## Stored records
━━━━━━━━━━━━━━━━
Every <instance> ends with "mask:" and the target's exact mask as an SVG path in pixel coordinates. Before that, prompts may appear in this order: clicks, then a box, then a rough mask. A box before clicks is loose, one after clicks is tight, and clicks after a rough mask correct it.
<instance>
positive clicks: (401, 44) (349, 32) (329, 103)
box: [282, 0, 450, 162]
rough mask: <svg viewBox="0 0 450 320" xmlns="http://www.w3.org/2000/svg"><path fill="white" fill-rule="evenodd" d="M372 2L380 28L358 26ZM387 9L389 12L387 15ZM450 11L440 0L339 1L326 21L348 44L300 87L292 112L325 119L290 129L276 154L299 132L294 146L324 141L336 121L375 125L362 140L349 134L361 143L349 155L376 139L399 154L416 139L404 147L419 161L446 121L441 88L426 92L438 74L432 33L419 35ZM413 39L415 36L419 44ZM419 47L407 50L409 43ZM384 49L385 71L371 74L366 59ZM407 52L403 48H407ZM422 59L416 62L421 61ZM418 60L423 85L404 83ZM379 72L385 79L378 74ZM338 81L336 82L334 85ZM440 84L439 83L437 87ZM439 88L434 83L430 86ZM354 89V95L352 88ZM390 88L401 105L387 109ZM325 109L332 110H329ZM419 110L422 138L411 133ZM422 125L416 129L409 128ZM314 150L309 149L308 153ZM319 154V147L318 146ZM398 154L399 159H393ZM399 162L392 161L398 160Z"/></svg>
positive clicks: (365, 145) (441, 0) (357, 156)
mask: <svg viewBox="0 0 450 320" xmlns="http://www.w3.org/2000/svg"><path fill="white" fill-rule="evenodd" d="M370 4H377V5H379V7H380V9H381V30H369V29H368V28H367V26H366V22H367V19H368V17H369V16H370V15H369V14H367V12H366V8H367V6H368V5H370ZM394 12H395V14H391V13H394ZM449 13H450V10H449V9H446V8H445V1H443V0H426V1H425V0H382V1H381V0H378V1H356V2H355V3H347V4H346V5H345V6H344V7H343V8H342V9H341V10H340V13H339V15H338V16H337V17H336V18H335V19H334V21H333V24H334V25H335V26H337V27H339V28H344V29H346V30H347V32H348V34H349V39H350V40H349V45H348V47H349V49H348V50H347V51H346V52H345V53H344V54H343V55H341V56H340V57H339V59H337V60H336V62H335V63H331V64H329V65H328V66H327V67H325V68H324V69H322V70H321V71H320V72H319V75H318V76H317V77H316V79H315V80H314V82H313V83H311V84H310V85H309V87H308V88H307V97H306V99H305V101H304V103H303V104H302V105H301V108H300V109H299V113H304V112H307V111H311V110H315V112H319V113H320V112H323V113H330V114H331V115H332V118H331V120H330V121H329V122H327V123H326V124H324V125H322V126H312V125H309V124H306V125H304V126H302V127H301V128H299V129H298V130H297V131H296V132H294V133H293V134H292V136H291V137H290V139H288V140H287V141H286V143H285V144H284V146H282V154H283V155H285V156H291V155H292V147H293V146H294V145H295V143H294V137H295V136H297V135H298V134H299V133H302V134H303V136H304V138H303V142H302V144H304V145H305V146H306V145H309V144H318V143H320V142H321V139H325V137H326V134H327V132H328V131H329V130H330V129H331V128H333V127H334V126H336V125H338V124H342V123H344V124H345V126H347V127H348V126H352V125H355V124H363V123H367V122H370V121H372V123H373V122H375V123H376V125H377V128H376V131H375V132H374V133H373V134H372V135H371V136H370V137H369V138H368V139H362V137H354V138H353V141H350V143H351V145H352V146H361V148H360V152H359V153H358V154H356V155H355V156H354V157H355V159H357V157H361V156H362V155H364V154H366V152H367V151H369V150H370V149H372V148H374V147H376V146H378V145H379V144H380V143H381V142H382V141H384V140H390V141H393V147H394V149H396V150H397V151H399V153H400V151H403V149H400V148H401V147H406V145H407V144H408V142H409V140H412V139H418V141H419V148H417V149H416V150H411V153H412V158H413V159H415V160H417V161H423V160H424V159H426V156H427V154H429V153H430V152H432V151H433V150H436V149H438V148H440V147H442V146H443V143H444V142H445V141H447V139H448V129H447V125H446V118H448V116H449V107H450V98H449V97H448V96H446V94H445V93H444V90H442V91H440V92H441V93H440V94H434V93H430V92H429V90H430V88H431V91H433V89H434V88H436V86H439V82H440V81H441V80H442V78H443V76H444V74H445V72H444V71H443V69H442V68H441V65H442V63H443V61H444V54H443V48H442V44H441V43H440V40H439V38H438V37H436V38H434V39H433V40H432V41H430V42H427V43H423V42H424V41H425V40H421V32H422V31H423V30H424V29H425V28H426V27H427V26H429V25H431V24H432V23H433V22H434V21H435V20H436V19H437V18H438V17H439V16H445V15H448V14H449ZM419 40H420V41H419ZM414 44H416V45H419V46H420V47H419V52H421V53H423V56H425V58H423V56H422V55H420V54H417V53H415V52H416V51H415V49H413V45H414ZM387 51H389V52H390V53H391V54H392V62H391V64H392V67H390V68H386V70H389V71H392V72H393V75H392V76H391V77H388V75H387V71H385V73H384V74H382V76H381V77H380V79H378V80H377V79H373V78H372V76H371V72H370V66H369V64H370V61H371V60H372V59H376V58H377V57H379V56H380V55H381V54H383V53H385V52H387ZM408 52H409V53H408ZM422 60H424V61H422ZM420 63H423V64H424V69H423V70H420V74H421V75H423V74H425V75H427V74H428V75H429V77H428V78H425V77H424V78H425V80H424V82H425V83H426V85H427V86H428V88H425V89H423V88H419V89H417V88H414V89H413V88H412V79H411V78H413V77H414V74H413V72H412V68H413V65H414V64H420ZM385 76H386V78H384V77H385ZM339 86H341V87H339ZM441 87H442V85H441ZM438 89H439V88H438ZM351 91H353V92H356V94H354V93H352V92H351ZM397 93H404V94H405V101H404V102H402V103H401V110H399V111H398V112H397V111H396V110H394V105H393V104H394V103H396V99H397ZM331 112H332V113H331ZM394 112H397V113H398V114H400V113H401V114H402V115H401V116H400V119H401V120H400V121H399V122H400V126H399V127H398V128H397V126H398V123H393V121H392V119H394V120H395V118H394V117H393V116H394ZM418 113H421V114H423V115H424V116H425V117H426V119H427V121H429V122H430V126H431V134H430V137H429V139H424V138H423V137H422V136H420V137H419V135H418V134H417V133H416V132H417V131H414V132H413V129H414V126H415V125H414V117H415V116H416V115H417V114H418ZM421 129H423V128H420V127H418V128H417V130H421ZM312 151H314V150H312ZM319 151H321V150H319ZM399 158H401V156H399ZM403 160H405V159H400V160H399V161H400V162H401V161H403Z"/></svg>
━━━━━━━━━━━━━━━━
## WORK INSTRUCTION
Write out every item above again, line for line, with nothing changed.

## SOLUTION TO THIS EXERCISE
Every <instance> ends with "mask:" and the target's exact mask as an SVG path in pixel coordinates. Before that, prompts may appear in this order: clicks, then a box, then a rough mask. A box before clicks is loose, one after clicks is tight, and clicks after a rough mask correct it.
<instance>
positive clicks: (401, 44) (349, 32) (329, 103)
box: [282, 0, 450, 162]
rough mask: <svg viewBox="0 0 450 320" xmlns="http://www.w3.org/2000/svg"><path fill="white" fill-rule="evenodd" d="M372 2L380 28L358 26ZM387 9L389 12L387 15ZM450 11L440 0L339 1L326 21L348 44L300 87L292 112L325 119L290 129L276 154L299 132L294 146L324 141L336 121L375 125L362 140L349 134L361 143L349 155L376 139L399 154L416 139L404 147L419 161L446 121L441 88L426 92L438 74L432 33L419 35ZM413 39L415 36L419 44ZM419 47L407 50L409 43ZM384 49L385 71L371 74L366 59ZM407 52L403 48H407ZM422 59L416 62L421 61ZM418 60L423 85L404 83ZM379 72L385 79L378 74ZM338 81L336 82L334 85ZM440 84L439 83L437 87ZM439 88L434 83L430 86ZM354 89V95L352 88ZM390 88L401 105L387 109ZM325 109L332 110H329ZM419 110L422 138L411 133ZM422 125L416 129L409 128ZM314 150L309 149L308 153ZM319 154V147L318 146ZM398 154L399 159H393ZM399 162L392 161L398 160Z"/></svg>
positive clicks: (365, 145) (441, 0) (357, 156)
mask: <svg viewBox="0 0 450 320" xmlns="http://www.w3.org/2000/svg"><path fill="white" fill-rule="evenodd" d="M370 4H377V5H379V7H380V9H381V30H369V29H368V28H367V26H366V22H367V19H368V17H369V16H370V15H369V14H367V12H366V8H367V6H368V5H370ZM394 12H395V14H391V13H394ZM449 13H450V10H449V9H446V8H445V1H443V0H426V1H425V0H382V1H381V0H378V1H356V2H355V3H347V4H346V5H345V6H344V7H343V8H342V9H341V10H340V13H339V15H338V16H337V17H336V18H335V19H334V21H333V24H334V25H335V26H337V27H339V28H344V29H346V30H347V32H348V34H349V39H350V40H349V45H348V47H349V49H348V50H347V51H346V52H345V53H344V54H343V55H341V56H340V57H339V59H337V60H336V62H335V63H331V64H329V65H328V66H327V67H325V68H324V69H322V70H321V71H320V72H319V75H318V76H317V77H316V79H315V80H314V82H313V83H311V84H310V85H309V87H308V88H307V97H306V99H305V101H304V103H303V104H302V105H301V108H300V109H299V113H304V112H307V111H311V110H315V112H319V113H320V112H323V113H330V114H331V115H332V118H331V120H330V121H329V122H327V123H326V124H324V125H322V126H312V125H309V124H306V125H304V126H302V127H301V128H299V129H298V130H297V131H296V132H294V133H293V134H292V136H291V137H290V139H288V140H287V141H286V143H285V144H284V146H282V154H283V155H285V156H291V155H292V147H293V146H294V145H295V143H294V137H295V136H297V135H298V134H299V133H302V134H303V136H304V138H303V142H302V144H304V145H305V146H306V145H309V144H318V143H320V142H321V139H325V137H326V134H327V132H328V131H329V130H330V129H331V128H333V127H334V126H336V125H338V124H342V123H344V124H345V126H347V127H348V126H352V125H355V124H363V123H367V122H370V121H372V123H373V122H375V123H376V125H377V128H376V131H375V132H374V133H373V134H372V135H371V136H370V137H369V138H368V139H362V137H354V138H353V141H350V143H351V145H352V146H361V148H360V152H359V153H358V154H356V155H355V156H354V157H355V159H357V157H361V156H362V155H364V154H366V152H367V151H369V150H370V149H372V148H374V147H376V146H378V145H379V144H380V143H381V142H382V141H384V140H390V141H393V147H394V149H396V150H397V151H399V153H400V151H403V149H400V148H401V147H406V145H407V144H408V142H409V140H412V139H418V141H419V148H417V149H416V150H411V153H412V158H413V159H415V160H417V161H423V160H424V159H426V156H427V154H429V153H430V152H432V151H433V150H436V149H438V148H440V147H442V146H443V143H444V142H445V141H447V139H448V129H447V125H446V118H448V116H449V107H450V98H449V97H448V96H446V94H445V93H444V90H442V91H440V92H441V93H440V94H434V93H430V92H429V90H430V88H431V91H433V89H434V88H436V86H439V82H440V81H441V80H442V78H443V76H444V74H445V72H444V71H443V69H442V68H441V65H442V63H443V61H444V54H443V48H442V44H441V43H440V40H439V38H438V37H436V38H434V39H433V40H432V41H430V42H427V43H423V42H424V41H425V40H421V32H422V31H423V30H424V29H425V28H426V27H427V26H429V25H431V24H432V23H433V22H434V21H435V20H436V19H437V18H438V17H439V16H445V15H448V14H449ZM419 40H420V41H419ZM414 44H416V45H419V46H420V47H419V52H421V53H423V56H425V58H423V56H422V55H420V54H417V53H415V52H416V51H415V49H413V45H414ZM387 51H389V52H390V53H391V54H392V62H391V64H392V67H390V68H386V70H389V71H392V72H393V75H392V76H391V77H388V75H387V71H385V73H384V74H382V76H381V77H380V79H378V80H377V79H373V78H372V76H371V72H370V66H369V64H370V61H371V60H372V59H376V58H377V57H379V56H380V55H381V54H383V53H385V52H387ZM408 52H409V53H408ZM422 60H424V61H422ZM420 63H423V64H424V69H423V70H420V74H421V75H423V74H425V75H427V74H428V75H429V77H428V78H425V77H424V78H425V80H424V82H425V83H426V85H427V86H428V88H425V89H423V88H419V89H417V88H414V89H413V88H412V79H411V78H413V77H414V74H413V72H412V68H413V65H414V64H420ZM385 76H386V78H384V77H385ZM339 86H341V87H339ZM441 87H442V85H441ZM438 89H439V88H438ZM351 91H353V92H356V94H354V93H352V92H351ZM397 93H404V94H405V101H404V102H402V103H401V110H399V111H398V112H397V111H396V110H394V105H393V104H394V103H396V99H397ZM331 112H332V113H331ZM394 112H397V113H398V114H400V113H401V114H402V115H401V116H400V119H401V120H400V121H399V122H400V126H399V127H398V128H397V126H398V123H393V121H392V119H394V120H395V118H394V117H393V116H394ZM418 113H421V114H423V115H424V116H425V117H426V119H427V121H429V122H430V126H431V134H430V137H429V139H424V138H423V137H422V136H420V137H419V135H418V134H417V133H416V132H417V131H414V132H413V129H414V126H415V125H414V117H415V116H416V115H417V114H418ZM421 129H423V128H420V127H418V128H417V130H421ZM312 151H314V150H312ZM319 151H321V150H319ZM399 158H401V156H399ZM403 160H405V159H400V160H399V161H400V162H401V161H403Z"/></svg>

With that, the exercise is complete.